» **Forumsauszug**:
_____

Beitrag von: Pestillenzia am 26. Dezember 2014, 22:05:06
Zitat von: Kati am 26. Dezember 2014, 15:55:15
Kann es sein, dass es einfach billiger ist, Lizenzen einzukaufen, als eigene Bücher zu machen?

Ja, denn die Bücher wurden bereits lektoriert, sodass schon einmal ein großer Arbeitsschritt wegfällt. Die Bücher müssen "nur" noch übersetzt werden, und Übersetzerjobs sind - wenn es stimmt, was ich immer wieder gehört und gelesen habe - meistens nicht besonders gut bezahlt (Aber dazu können unsere Fachfrauen und -männer hier fundiertere Auskunft geben). Inwieweit Übersetzungen dann noch lektoriert werden, weiß ich nicht, aber insgesamt kommt der Verlag in der Regel günstiger weg und hat noch dazu das Marketingargument "Bestseller aus den USA/Großbritannien/etc.".
Titel: Re: Entwicklung am deutschsprachigen Fantasymarkt
Beitrag von: Christopher am 26. Dezember 2014, 22:58:37
Verstehe nicht ganz, wieso das überhaupt eine Einbahnstraße ist. Weiß ich bloß nix davon oder kaufen britische/amerikanische Verlage keine Lizenzen von deutschen Autoren von denen sie ggf. das Marketingargument "Bestseller aus Deutschland, dem Land der Dichter und Denker" dazu bekommen können?  :omn:
Titel: Re: Entwicklung am deutschsprachigen Fantasymarkt
Beitrag von: Valkyrie Tina am 26. Dezember 2014, 23:27:08
Zitat von: Christopher am 26. Dezember 2014, 22:58:37
Verstehe nicht ganz, wieso das überhaupt eine Einbahnstraße ist. Weiß ich bloß nix davon oder kaufen britische/amerikanische Verlage keine Lizenzen von deutschen Autoren von denen sie ggf. das Marketingargument "Bestseller aus Deutschland, dem Land der Dichter und Denker" dazu bekommen können?  :omn:

Doch, das tun sie... aber dafür muss das Buch erst mal ein Bestseller sein. Und das erreichen die hier angesprochenen YA - Romane nicht, weil sie nicht entsprechend vermarktet werden- und ich fürchte, weil es einfach nicht das "Ökosystem" im deutschen Buchmarkt gibt.

_____

» **Vorliegendes Material**:
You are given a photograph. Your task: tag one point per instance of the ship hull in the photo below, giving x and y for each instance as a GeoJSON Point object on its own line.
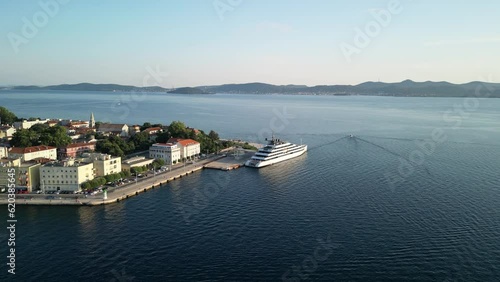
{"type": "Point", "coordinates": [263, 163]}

_____

» **Aufgaben**:
A. Was muss ein Buch dem Forumsauszug zufolge zunächst sein, damit britische oder amerikanische Verlage Lizenzen daran erwerben?
B. Schreiben Sie aus dem Forumsauszug den Abschnitt wortgetreu ab, der mit den Worten „Beitrag von: Pestillenzia“ einsetzt und mit „Bücher zu machen?“ schließt.
Stützen Sie sich ausschließlich auf den Forumsauszug.

» **Lösungen**:
A. Es muss erst einmal ein Bestseller sein.

B.
Beitrag von: Pestillenzia am 26. Dezember 2014, 22:05:06
Zitat von: Kati am 26. Dezember 2014, 15:55:15
Kann es sein, dass es einfach billiger ist, Lizenzen einzukaufen, als eigene Bücher zu machen?